### The exercise
Copy out exactly the lines from the one containing "Target: red diagonal slash" to the last line of the records below, both included, and leave out any pictures.

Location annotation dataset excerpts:
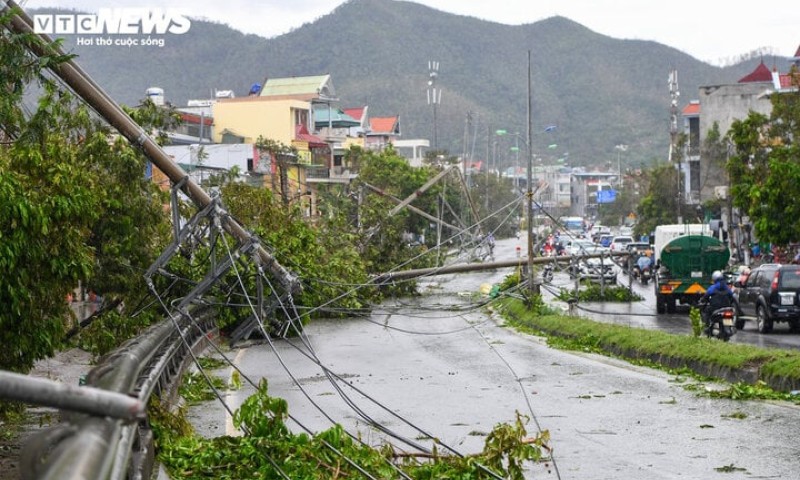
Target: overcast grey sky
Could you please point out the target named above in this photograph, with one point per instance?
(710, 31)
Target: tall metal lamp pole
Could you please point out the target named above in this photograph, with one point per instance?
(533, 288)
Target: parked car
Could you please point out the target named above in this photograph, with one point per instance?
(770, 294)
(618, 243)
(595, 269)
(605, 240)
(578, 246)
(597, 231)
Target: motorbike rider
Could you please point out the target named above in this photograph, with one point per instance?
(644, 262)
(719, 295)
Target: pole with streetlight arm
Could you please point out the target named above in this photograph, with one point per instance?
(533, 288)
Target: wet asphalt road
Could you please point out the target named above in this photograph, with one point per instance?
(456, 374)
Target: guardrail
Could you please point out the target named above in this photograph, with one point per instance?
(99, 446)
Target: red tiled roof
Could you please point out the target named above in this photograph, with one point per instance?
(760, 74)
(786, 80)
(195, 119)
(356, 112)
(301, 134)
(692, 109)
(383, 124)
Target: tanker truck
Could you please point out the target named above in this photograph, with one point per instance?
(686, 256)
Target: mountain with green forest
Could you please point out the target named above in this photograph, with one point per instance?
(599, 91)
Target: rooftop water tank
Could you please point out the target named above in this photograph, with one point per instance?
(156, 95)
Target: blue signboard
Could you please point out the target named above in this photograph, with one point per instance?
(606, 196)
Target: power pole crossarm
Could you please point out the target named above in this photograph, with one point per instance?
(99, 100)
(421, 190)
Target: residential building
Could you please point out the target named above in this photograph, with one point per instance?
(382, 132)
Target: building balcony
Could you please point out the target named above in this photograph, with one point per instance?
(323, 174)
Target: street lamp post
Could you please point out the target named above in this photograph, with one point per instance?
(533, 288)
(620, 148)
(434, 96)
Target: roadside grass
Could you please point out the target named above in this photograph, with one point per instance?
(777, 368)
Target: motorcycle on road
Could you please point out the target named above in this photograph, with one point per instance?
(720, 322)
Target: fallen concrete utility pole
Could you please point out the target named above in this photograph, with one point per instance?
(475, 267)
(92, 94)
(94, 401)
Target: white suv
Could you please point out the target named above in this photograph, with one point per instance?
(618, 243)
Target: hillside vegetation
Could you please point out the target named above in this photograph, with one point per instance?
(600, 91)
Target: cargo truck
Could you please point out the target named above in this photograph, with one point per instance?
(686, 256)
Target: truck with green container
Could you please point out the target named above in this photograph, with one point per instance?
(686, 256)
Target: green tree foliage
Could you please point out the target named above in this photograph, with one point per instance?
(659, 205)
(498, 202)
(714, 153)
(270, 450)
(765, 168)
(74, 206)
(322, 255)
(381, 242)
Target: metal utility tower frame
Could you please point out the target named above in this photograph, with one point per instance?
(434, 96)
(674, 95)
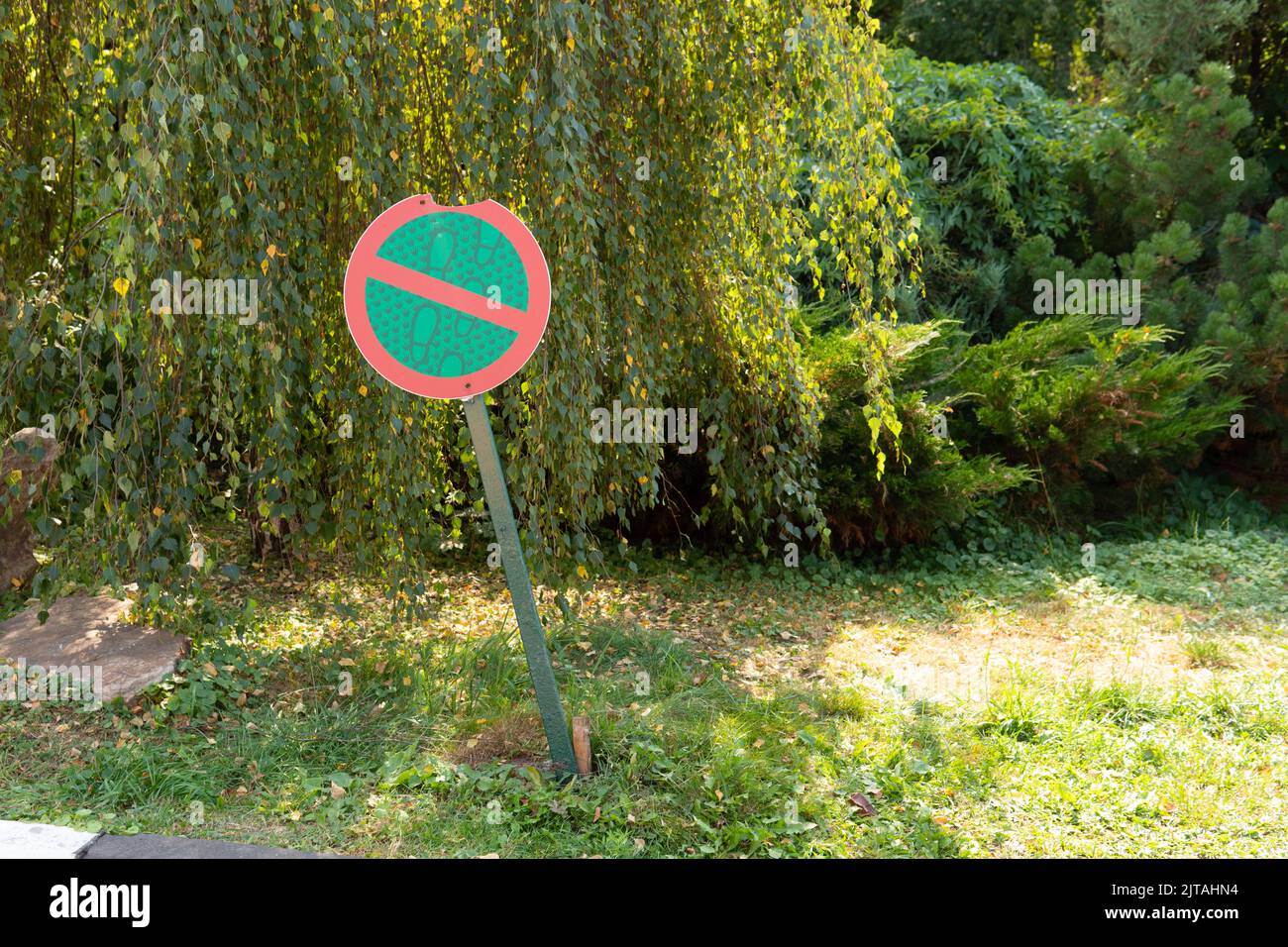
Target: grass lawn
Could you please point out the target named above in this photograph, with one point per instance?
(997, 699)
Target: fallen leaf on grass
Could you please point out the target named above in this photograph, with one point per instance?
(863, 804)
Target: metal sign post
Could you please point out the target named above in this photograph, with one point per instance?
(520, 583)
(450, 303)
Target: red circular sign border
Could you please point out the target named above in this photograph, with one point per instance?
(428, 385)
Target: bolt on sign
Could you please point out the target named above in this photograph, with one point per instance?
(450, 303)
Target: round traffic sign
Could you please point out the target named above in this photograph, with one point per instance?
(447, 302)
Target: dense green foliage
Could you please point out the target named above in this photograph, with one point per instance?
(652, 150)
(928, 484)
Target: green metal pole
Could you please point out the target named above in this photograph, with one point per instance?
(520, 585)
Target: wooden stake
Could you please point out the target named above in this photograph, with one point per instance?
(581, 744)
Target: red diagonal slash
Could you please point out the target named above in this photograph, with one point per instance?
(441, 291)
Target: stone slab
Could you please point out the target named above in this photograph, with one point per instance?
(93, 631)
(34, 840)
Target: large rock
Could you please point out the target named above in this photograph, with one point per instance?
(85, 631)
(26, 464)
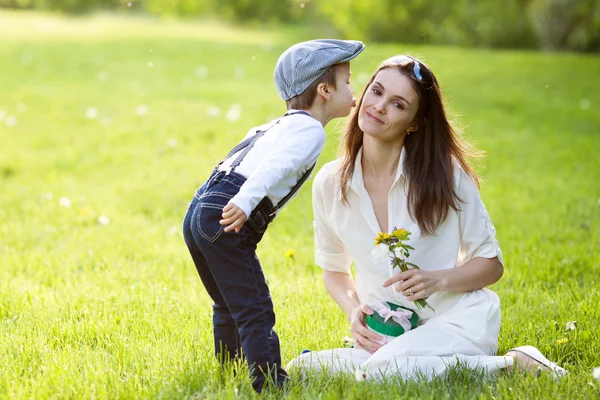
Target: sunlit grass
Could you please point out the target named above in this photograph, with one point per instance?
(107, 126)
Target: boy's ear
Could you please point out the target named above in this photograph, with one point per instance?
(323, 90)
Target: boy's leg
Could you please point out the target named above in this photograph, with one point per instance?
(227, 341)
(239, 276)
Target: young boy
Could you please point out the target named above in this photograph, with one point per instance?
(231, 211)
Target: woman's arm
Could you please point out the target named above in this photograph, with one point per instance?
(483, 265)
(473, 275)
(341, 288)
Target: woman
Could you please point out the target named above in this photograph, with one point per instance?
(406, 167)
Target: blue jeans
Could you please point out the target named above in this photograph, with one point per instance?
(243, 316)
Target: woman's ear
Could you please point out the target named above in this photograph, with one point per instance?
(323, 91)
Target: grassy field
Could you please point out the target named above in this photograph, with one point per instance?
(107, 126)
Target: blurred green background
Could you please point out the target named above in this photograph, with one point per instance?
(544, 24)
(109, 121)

### Solution for this problem
Target: red diagonal slash
Could you please point out the target named above in this photograph, with one point per instance?
(441, 291)
Target: stone slab
Could you please point out the target named above in this photograph, with one point per instance?
(93, 631)
(34, 840)
Target: large rock
Could you please point out the target named above in this photograph, with one point per instance?
(85, 631)
(26, 464)
Target: sunlit grass
Could you please point out the target named above in this photograph, with one point per instance?
(107, 126)
Target: boy's ear
Could you please point out the target named above in this photograph, with one point per instance?
(323, 90)
Target: boy's leg
Could you please point out the target named above in this photograph, with one point per instance?
(227, 341)
(239, 276)
Target: young boy
Could you please point out the target named above in this photograph, with one point per instance?
(231, 211)
Target: woman's arm
Could you please point out the target named above in this photograph, with one point per instance?
(483, 265)
(473, 275)
(341, 288)
Target: woman
Could you please point out the target named above in this photograph, with one point per instance?
(406, 167)
Target: blue jeans
Could you please point out the target named above in this photograph, with one point per instance?
(243, 316)
Target: woman's ear
Could you please point out the target named above in this photograph, with one point per instance?
(323, 91)
Target: grassy field
Could you please point out the target named above in this photograph, with one point per instance?
(107, 126)
Target: blurred green background
Could you please point out the target named above in this photograph, with one point per instance?
(544, 24)
(109, 121)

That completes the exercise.